**TO DO:**
Write out the immigrant health study passage from "Finally, and for" to "or negative responses).", word for word.

**DOCUMENT PASSAGE:**

Finally, and for the identification of the use of specific resources by the female population of the study, they were asked whether they had ever been to a gynecologist, (affirmative or negative responses).

Statistical analysis

A descriptive statistic has been made from the primary variables included in the study. The corresponding frequency distributions of the qualitative variables have been calculated, analyzing whether significant differences exist between the two study populations (economic immigrants and autochthonous people). For the bivariate comparison of proportions, the Pearson χ2 method or the Fisher exact test method was applied, with values of p < 0.05 considered significant.

In the analysis of comorbidity, lifestyles and use of healthcare resources, in order to estimate the independent effect of each one of these variables on the study populations (economic immigrants and autochthonous population), the adjusted odds ratios (OR) with their corresponding confidence intervals of 95% (CI 95%) were calculated through multivariate analysis, using logistic regression models to do so. Variables which showed significant association in the bivariate analysis and the adjustment variables considered relevant in scientific literature were included in these multivariate models.

Estimates were made by incorporating the sample weights, through the use of the "svy" (survey command) functions of the STATA program, which allow us to incorporate the sampling design into all our statistical calculations (descriptive, Chi-squared, logistic regression).

Results

We began with a sample made up of 28,042 autochthonous subjects and a total of 1,436 non-community, economic immigrants, residing in Spain. In regard to the origin of this foreign population, 64.5% came from Latin America, 22.1% from the African continent, 9.3% from European countries and 4.1% from Asia. Within the autochthonous population (Spaniard and not economic immigrants), 2.13% were from the European community and 0.07% were American and Canadian. We compare the age distribution, sex and origin of immigrants from the SNHS 06 with the immigrant population of the National Immigrant Survey 2007 (table 1) On Table 2, the distribution of the different socio-demographic characteristics of both populations is described. Statistically significant differences appear in the level of education, marital status and occupation where 69.4% of immigrants are actively employed.

Data items:
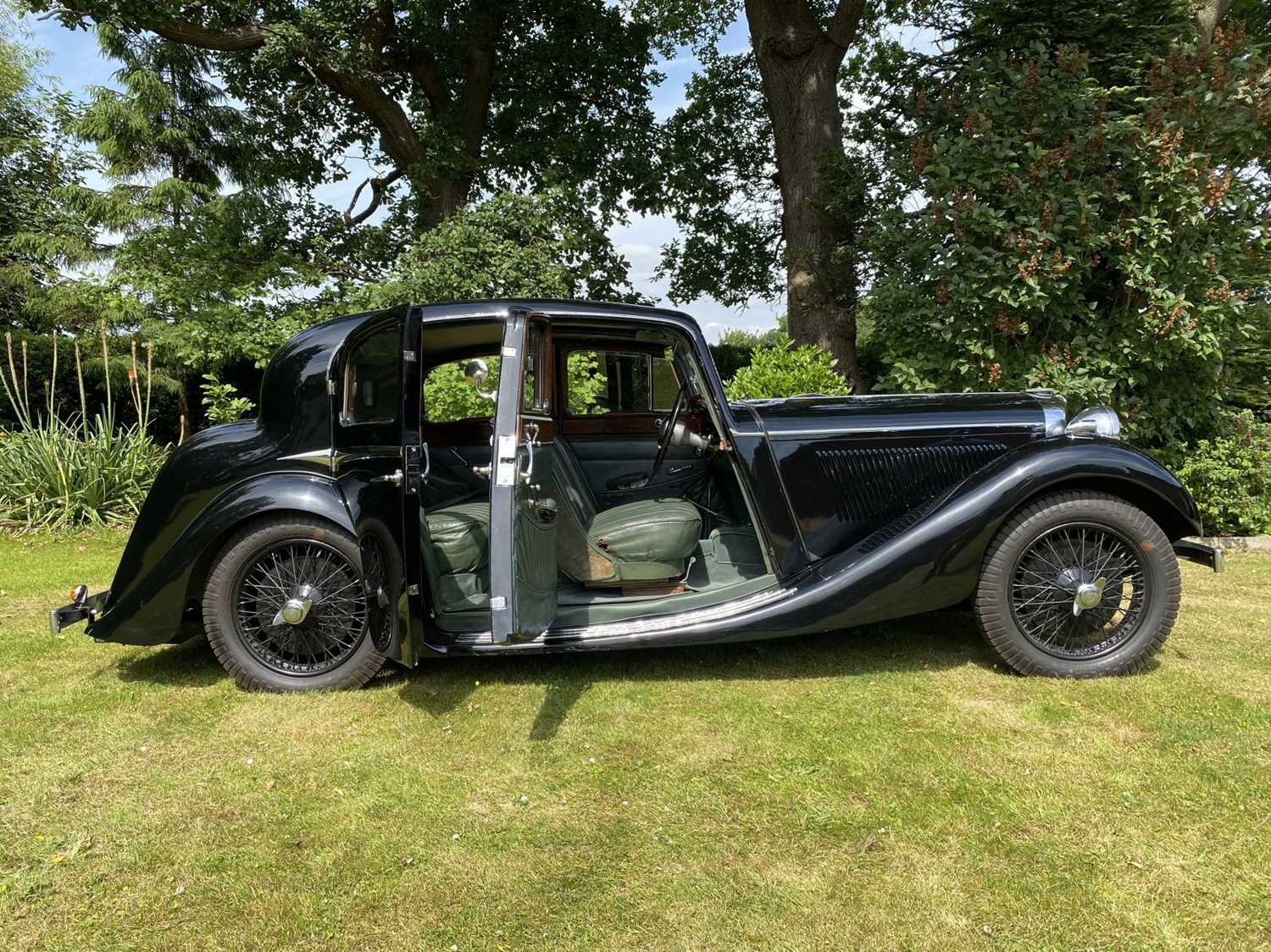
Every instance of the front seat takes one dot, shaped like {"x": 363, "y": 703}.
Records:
{"x": 646, "y": 542}
{"x": 632, "y": 545}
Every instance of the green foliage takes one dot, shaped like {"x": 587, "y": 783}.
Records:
{"x": 585, "y": 384}
{"x": 1073, "y": 235}
{"x": 58, "y": 474}
{"x": 449, "y": 396}
{"x": 224, "y": 401}
{"x": 33, "y": 361}
{"x": 213, "y": 276}
{"x": 727, "y": 208}
{"x": 452, "y": 101}
{"x": 736, "y": 347}
{"x": 38, "y": 231}
{"x": 510, "y": 246}
{"x": 1229, "y": 476}
{"x": 782, "y": 370}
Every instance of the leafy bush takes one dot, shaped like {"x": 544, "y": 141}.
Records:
{"x": 224, "y": 401}
{"x": 58, "y": 476}
{"x": 56, "y": 473}
{"x": 1230, "y": 476}
{"x": 782, "y": 370}
{"x": 1108, "y": 243}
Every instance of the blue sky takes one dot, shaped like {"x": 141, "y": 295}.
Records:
{"x": 73, "y": 63}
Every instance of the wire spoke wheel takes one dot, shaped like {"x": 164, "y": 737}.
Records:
{"x": 300, "y": 606}
{"x": 1080, "y": 590}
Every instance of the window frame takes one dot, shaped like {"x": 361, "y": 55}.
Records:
{"x": 345, "y": 416}
{"x": 647, "y": 355}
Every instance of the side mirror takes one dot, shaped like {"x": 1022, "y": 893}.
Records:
{"x": 478, "y": 374}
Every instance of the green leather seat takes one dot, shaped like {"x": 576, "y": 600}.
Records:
{"x": 457, "y": 556}
{"x": 460, "y": 537}
{"x": 627, "y": 545}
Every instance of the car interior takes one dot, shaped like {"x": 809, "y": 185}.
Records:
{"x": 647, "y": 518}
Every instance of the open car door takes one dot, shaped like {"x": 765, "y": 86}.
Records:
{"x": 523, "y": 578}
{"x": 379, "y": 462}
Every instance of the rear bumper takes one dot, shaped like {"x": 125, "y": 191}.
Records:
{"x": 86, "y": 608}
{"x": 1200, "y": 553}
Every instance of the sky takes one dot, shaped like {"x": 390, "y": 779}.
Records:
{"x": 73, "y": 63}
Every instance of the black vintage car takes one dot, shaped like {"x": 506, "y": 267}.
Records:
{"x": 590, "y": 487}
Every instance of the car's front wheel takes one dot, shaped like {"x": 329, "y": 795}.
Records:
{"x": 285, "y": 608}
{"x": 1078, "y": 585}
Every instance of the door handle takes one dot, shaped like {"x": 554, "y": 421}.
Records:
{"x": 528, "y": 473}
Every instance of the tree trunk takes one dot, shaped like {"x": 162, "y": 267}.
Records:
{"x": 1207, "y": 15}
{"x": 798, "y": 64}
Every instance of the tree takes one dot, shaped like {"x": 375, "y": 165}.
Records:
{"x": 772, "y": 121}
{"x": 510, "y": 246}
{"x": 38, "y": 233}
{"x": 208, "y": 274}
{"x": 452, "y": 98}
{"x": 1106, "y": 241}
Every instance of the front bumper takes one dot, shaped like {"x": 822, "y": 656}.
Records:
{"x": 83, "y": 608}
{"x": 1200, "y": 553}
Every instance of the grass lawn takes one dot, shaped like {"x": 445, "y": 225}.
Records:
{"x": 882, "y": 789}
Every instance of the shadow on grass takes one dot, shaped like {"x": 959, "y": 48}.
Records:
{"x": 924, "y": 642}
{"x": 927, "y": 642}
{"x": 192, "y": 664}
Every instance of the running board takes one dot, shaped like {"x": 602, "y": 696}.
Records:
{"x": 1209, "y": 556}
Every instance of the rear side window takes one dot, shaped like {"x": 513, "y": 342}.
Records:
{"x": 449, "y": 396}
{"x": 373, "y": 379}
{"x": 615, "y": 381}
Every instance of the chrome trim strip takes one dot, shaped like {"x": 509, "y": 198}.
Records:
{"x": 900, "y": 427}
{"x": 325, "y": 457}
{"x": 645, "y": 626}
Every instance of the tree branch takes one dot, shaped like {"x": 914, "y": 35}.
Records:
{"x": 480, "y": 80}
{"x": 424, "y": 70}
{"x": 846, "y": 23}
{"x": 231, "y": 40}
{"x": 379, "y": 188}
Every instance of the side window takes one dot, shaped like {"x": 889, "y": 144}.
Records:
{"x": 604, "y": 381}
{"x": 449, "y": 396}
{"x": 536, "y": 398}
{"x": 373, "y": 379}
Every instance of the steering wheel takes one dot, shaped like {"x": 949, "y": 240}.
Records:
{"x": 663, "y": 439}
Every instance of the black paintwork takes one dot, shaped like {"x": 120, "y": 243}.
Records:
{"x": 872, "y": 507}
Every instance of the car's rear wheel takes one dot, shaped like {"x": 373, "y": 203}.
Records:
{"x": 285, "y": 608}
{"x": 1078, "y": 585}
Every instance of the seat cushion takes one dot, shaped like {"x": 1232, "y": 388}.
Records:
{"x": 651, "y": 530}
{"x": 460, "y": 537}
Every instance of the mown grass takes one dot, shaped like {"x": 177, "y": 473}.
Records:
{"x": 884, "y": 789}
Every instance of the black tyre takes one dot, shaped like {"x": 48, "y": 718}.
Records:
{"x": 285, "y": 608}
{"x": 1078, "y": 585}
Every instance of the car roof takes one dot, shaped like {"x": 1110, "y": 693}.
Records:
{"x": 556, "y": 307}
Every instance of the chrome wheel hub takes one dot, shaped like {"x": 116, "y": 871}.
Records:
{"x": 1088, "y": 595}
{"x": 294, "y": 612}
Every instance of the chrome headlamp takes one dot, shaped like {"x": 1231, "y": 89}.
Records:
{"x": 1096, "y": 421}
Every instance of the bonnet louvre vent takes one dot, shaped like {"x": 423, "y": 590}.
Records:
{"x": 874, "y": 486}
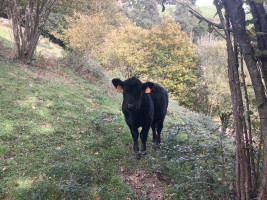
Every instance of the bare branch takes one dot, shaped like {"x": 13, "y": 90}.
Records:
{"x": 200, "y": 17}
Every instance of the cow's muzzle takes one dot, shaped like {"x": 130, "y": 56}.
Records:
{"x": 130, "y": 107}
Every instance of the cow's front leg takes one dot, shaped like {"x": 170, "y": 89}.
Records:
{"x": 135, "y": 139}
{"x": 144, "y": 135}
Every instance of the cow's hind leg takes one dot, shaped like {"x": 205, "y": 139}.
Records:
{"x": 159, "y": 129}
{"x": 144, "y": 135}
{"x": 135, "y": 139}
{"x": 154, "y": 133}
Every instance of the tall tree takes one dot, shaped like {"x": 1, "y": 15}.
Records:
{"x": 237, "y": 17}
{"x": 143, "y": 13}
{"x": 188, "y": 22}
{"x": 28, "y": 21}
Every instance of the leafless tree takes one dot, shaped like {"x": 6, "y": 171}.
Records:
{"x": 28, "y": 21}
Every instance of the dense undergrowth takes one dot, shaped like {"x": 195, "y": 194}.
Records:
{"x": 63, "y": 136}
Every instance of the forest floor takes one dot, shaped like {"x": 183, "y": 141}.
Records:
{"x": 64, "y": 137}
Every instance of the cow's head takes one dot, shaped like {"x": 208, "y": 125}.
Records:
{"x": 133, "y": 89}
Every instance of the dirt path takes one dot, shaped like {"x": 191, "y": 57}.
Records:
{"x": 145, "y": 185}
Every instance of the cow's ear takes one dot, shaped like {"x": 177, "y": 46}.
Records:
{"x": 118, "y": 83}
{"x": 147, "y": 87}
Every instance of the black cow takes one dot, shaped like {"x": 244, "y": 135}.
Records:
{"x": 144, "y": 105}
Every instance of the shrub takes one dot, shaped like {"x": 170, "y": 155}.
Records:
{"x": 85, "y": 66}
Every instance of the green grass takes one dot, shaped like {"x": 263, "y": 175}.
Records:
{"x": 44, "y": 47}
{"x": 54, "y": 143}
{"x": 63, "y": 137}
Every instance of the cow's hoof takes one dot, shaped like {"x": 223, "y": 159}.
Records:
{"x": 156, "y": 146}
{"x": 143, "y": 153}
{"x": 137, "y": 155}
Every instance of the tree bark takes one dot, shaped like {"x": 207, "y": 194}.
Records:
{"x": 28, "y": 24}
{"x": 242, "y": 187}
{"x": 237, "y": 17}
{"x": 260, "y": 24}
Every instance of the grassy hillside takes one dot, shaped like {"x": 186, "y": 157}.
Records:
{"x": 64, "y": 137}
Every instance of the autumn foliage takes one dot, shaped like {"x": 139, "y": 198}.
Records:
{"x": 163, "y": 54}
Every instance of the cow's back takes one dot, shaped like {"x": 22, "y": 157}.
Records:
{"x": 160, "y": 100}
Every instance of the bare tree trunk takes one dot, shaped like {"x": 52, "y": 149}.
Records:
{"x": 249, "y": 145}
{"x": 260, "y": 24}
{"x": 28, "y": 25}
{"x": 242, "y": 187}
{"x": 237, "y": 17}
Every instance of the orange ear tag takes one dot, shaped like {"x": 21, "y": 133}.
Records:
{"x": 148, "y": 90}
{"x": 119, "y": 88}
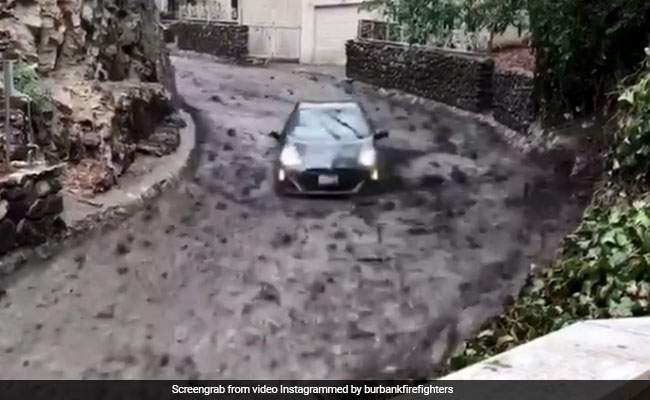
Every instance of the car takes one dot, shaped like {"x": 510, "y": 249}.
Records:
{"x": 326, "y": 148}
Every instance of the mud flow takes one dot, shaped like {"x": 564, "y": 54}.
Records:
{"x": 221, "y": 279}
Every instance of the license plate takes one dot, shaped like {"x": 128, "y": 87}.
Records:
{"x": 325, "y": 180}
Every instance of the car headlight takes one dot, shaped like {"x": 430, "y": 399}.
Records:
{"x": 290, "y": 157}
{"x": 368, "y": 157}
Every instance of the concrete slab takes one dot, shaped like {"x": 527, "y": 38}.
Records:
{"x": 583, "y": 351}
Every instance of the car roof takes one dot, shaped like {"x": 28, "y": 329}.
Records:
{"x": 314, "y": 105}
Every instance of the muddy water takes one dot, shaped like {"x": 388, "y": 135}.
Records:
{"x": 222, "y": 279}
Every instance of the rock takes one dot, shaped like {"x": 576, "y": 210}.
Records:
{"x": 15, "y": 193}
{"x": 432, "y": 180}
{"x": 108, "y": 312}
{"x": 458, "y": 175}
{"x": 38, "y": 209}
{"x": 43, "y": 188}
{"x": 17, "y": 210}
{"x": 91, "y": 140}
{"x": 370, "y": 253}
{"x": 62, "y": 99}
{"x": 176, "y": 120}
{"x": 31, "y": 233}
{"x": 419, "y": 230}
{"x": 7, "y": 235}
{"x": 354, "y": 332}
{"x": 268, "y": 292}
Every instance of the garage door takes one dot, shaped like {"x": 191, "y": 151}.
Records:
{"x": 335, "y": 25}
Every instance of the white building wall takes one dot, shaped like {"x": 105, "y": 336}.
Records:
{"x": 309, "y": 9}
{"x": 274, "y": 27}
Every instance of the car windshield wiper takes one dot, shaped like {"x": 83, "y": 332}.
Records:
{"x": 350, "y": 127}
{"x": 332, "y": 133}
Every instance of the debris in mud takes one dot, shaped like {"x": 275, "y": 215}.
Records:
{"x": 122, "y": 248}
{"x": 370, "y": 252}
{"x": 268, "y": 292}
{"x": 282, "y": 240}
{"x": 354, "y": 332}
{"x": 418, "y": 230}
{"x": 108, "y": 312}
{"x": 458, "y": 175}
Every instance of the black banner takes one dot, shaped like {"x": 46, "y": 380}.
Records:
{"x": 326, "y": 390}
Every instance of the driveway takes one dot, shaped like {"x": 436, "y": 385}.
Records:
{"x": 222, "y": 279}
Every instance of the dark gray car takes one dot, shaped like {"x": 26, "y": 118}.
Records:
{"x": 327, "y": 148}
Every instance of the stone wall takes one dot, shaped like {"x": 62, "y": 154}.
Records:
{"x": 467, "y": 81}
{"x": 514, "y": 103}
{"x": 30, "y": 207}
{"x": 217, "y": 39}
{"x": 459, "y": 79}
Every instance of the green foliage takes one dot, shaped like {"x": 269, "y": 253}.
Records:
{"x": 29, "y": 83}
{"x": 420, "y": 18}
{"x": 604, "y": 272}
{"x": 604, "y": 269}
{"x": 425, "y": 18}
{"x": 583, "y": 49}
{"x": 631, "y": 155}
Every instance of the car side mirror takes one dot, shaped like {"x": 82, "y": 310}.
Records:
{"x": 381, "y": 135}
{"x": 275, "y": 135}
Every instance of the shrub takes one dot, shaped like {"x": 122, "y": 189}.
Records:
{"x": 28, "y": 82}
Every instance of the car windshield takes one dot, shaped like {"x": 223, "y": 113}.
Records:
{"x": 342, "y": 122}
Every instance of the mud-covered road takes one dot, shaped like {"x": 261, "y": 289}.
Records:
{"x": 221, "y": 279}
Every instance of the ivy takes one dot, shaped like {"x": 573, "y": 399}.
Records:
{"x": 604, "y": 268}
{"x": 29, "y": 83}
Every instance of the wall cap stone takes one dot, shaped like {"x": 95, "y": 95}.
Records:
{"x": 19, "y": 176}
{"x": 451, "y": 52}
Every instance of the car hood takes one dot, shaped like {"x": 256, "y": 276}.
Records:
{"x": 330, "y": 155}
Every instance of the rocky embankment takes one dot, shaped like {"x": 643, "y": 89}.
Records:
{"x": 108, "y": 80}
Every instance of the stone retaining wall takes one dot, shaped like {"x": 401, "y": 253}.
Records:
{"x": 513, "y": 102}
{"x": 463, "y": 80}
{"x": 459, "y": 79}
{"x": 217, "y": 39}
{"x": 30, "y": 207}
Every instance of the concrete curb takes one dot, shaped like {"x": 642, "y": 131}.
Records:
{"x": 162, "y": 178}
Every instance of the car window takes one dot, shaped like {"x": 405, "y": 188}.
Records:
{"x": 341, "y": 123}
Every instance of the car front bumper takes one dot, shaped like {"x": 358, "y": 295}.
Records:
{"x": 350, "y": 181}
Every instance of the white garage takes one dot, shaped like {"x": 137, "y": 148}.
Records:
{"x": 327, "y": 25}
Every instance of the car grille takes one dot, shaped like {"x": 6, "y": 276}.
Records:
{"x": 349, "y": 179}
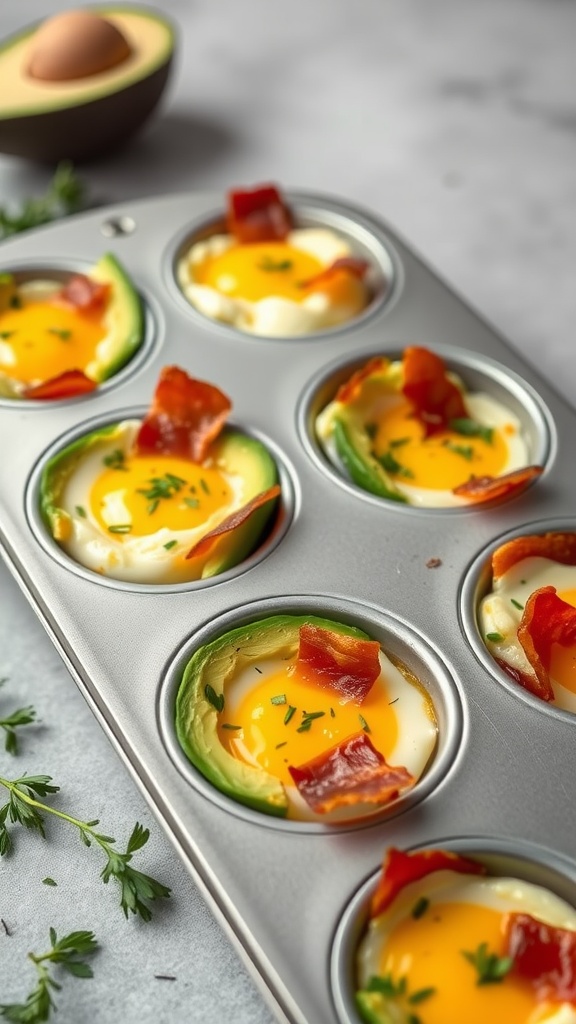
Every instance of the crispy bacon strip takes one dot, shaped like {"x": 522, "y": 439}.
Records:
{"x": 436, "y": 398}
{"x": 347, "y": 665}
{"x": 233, "y": 521}
{"x": 68, "y": 385}
{"x": 400, "y": 869}
{"x": 546, "y": 620}
{"x": 84, "y": 294}
{"x": 184, "y": 417}
{"x": 257, "y": 215}
{"x": 558, "y": 547}
{"x": 353, "y": 772}
{"x": 352, "y": 264}
{"x": 543, "y": 955}
{"x": 486, "y": 488}
{"x": 351, "y": 389}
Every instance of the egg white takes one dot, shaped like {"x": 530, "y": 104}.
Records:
{"x": 274, "y": 315}
{"x": 503, "y": 894}
{"x": 415, "y": 743}
{"x": 497, "y": 613}
{"x": 132, "y": 559}
{"x": 480, "y": 407}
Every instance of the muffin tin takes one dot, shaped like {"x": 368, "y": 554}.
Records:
{"x": 501, "y": 779}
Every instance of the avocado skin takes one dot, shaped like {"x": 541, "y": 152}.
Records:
{"x": 196, "y": 719}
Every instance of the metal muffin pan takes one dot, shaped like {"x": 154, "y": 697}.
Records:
{"x": 282, "y": 893}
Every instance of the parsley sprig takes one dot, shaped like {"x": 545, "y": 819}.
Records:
{"x": 68, "y": 952}
{"x": 24, "y": 808}
{"x": 66, "y": 195}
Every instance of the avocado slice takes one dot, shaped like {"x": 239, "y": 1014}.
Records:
{"x": 242, "y": 457}
{"x": 84, "y": 117}
{"x": 206, "y": 677}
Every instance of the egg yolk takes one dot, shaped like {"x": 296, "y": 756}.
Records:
{"x": 427, "y": 951}
{"x": 39, "y": 340}
{"x": 284, "y": 720}
{"x": 257, "y": 270}
{"x": 441, "y": 462}
{"x": 136, "y": 496}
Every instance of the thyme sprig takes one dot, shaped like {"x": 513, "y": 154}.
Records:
{"x": 24, "y": 808}
{"x": 66, "y": 952}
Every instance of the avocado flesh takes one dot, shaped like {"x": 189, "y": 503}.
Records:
{"x": 215, "y": 665}
{"x": 234, "y": 453}
{"x": 88, "y": 117}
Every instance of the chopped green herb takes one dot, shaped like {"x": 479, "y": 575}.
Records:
{"x": 115, "y": 460}
{"x": 470, "y": 428}
{"x": 420, "y": 907}
{"x": 491, "y": 968}
{"x": 216, "y": 699}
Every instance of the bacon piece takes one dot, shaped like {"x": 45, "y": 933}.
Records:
{"x": 351, "y": 264}
{"x": 558, "y": 547}
{"x": 257, "y": 215}
{"x": 486, "y": 488}
{"x": 436, "y": 398}
{"x": 546, "y": 620}
{"x": 233, "y": 521}
{"x": 543, "y": 955}
{"x": 400, "y": 869}
{"x": 184, "y": 417}
{"x": 351, "y": 389}
{"x": 353, "y": 772}
{"x": 68, "y": 385}
{"x": 347, "y": 665}
{"x": 84, "y": 294}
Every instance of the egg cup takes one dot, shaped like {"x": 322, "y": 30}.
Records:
{"x": 246, "y": 668}
{"x": 542, "y": 882}
{"x": 517, "y": 608}
{"x": 65, "y": 333}
{"x": 376, "y": 426}
{"x": 325, "y": 269}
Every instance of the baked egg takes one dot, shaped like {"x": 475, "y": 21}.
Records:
{"x": 272, "y": 714}
{"x": 277, "y": 280}
{"x": 408, "y": 430}
{"x": 458, "y": 944}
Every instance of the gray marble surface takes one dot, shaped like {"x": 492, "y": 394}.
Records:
{"x": 453, "y": 120}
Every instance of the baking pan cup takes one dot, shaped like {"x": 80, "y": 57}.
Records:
{"x": 59, "y": 270}
{"x": 502, "y": 856}
{"x": 366, "y": 240}
{"x": 272, "y": 536}
{"x": 479, "y": 374}
{"x": 397, "y": 638}
{"x": 476, "y": 585}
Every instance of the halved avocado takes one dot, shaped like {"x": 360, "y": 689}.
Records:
{"x": 204, "y": 683}
{"x": 85, "y": 117}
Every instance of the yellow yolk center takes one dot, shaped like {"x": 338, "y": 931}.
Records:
{"x": 273, "y": 714}
{"x": 428, "y": 952}
{"x": 441, "y": 462}
{"x": 137, "y": 496}
{"x": 39, "y": 340}
{"x": 259, "y": 269}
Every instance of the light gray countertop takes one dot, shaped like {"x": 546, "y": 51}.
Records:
{"x": 454, "y": 121}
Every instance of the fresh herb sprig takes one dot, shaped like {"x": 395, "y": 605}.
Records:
{"x": 65, "y": 195}
{"x": 13, "y": 721}
{"x": 25, "y": 808}
{"x": 68, "y": 952}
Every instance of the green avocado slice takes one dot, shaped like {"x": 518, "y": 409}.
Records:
{"x": 205, "y": 680}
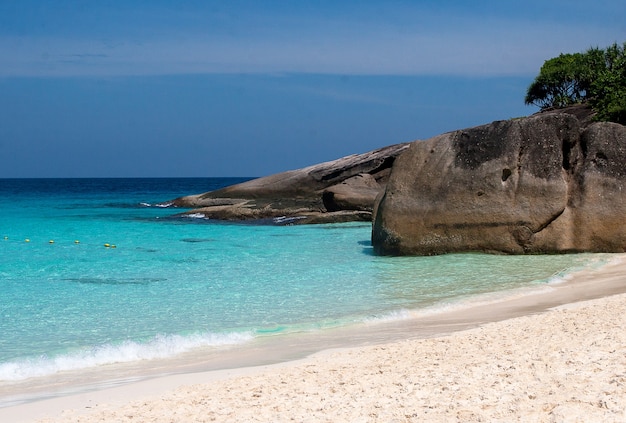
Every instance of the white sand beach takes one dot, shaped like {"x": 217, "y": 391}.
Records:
{"x": 563, "y": 364}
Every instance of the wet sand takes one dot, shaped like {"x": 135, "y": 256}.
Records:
{"x": 558, "y": 354}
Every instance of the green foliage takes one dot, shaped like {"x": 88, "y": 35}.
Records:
{"x": 609, "y": 86}
{"x": 596, "y": 76}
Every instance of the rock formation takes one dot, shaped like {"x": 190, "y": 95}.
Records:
{"x": 336, "y": 191}
{"x": 552, "y": 182}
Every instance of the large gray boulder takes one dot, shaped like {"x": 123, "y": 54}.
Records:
{"x": 336, "y": 191}
{"x": 542, "y": 184}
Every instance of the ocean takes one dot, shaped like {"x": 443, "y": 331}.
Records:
{"x": 95, "y": 272}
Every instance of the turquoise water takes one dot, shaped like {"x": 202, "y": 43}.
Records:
{"x": 168, "y": 284}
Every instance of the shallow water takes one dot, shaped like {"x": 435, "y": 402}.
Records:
{"x": 167, "y": 285}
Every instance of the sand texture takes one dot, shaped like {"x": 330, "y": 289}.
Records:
{"x": 565, "y": 365}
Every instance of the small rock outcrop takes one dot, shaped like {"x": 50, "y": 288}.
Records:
{"x": 548, "y": 183}
{"x": 336, "y": 191}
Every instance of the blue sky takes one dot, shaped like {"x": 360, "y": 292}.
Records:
{"x": 249, "y": 88}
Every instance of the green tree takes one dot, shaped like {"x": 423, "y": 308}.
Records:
{"x": 596, "y": 76}
{"x": 608, "y": 90}
{"x": 561, "y": 82}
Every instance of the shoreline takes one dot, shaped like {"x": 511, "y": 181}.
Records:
{"x": 602, "y": 285}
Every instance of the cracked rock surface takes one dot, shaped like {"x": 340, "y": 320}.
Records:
{"x": 553, "y": 182}
{"x": 336, "y": 191}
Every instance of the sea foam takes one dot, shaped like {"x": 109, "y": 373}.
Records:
{"x": 161, "y": 346}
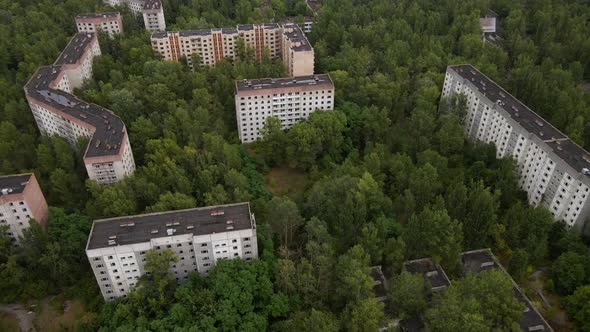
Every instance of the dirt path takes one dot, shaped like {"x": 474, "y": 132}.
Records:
{"x": 25, "y": 317}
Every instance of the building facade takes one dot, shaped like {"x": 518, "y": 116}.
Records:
{"x": 199, "y": 237}
{"x": 153, "y": 15}
{"x": 151, "y": 10}
{"x": 554, "y": 171}
{"x": 110, "y": 23}
{"x": 21, "y": 200}
{"x": 206, "y": 47}
{"x": 108, "y": 157}
{"x": 305, "y": 25}
{"x": 289, "y": 99}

**RESPONSE BELOW:**
Finally, and for the identification of the use of specific resources by the female population of the study, they were asked whether they had ever been to a gynecologist, (affirmative or negative responses).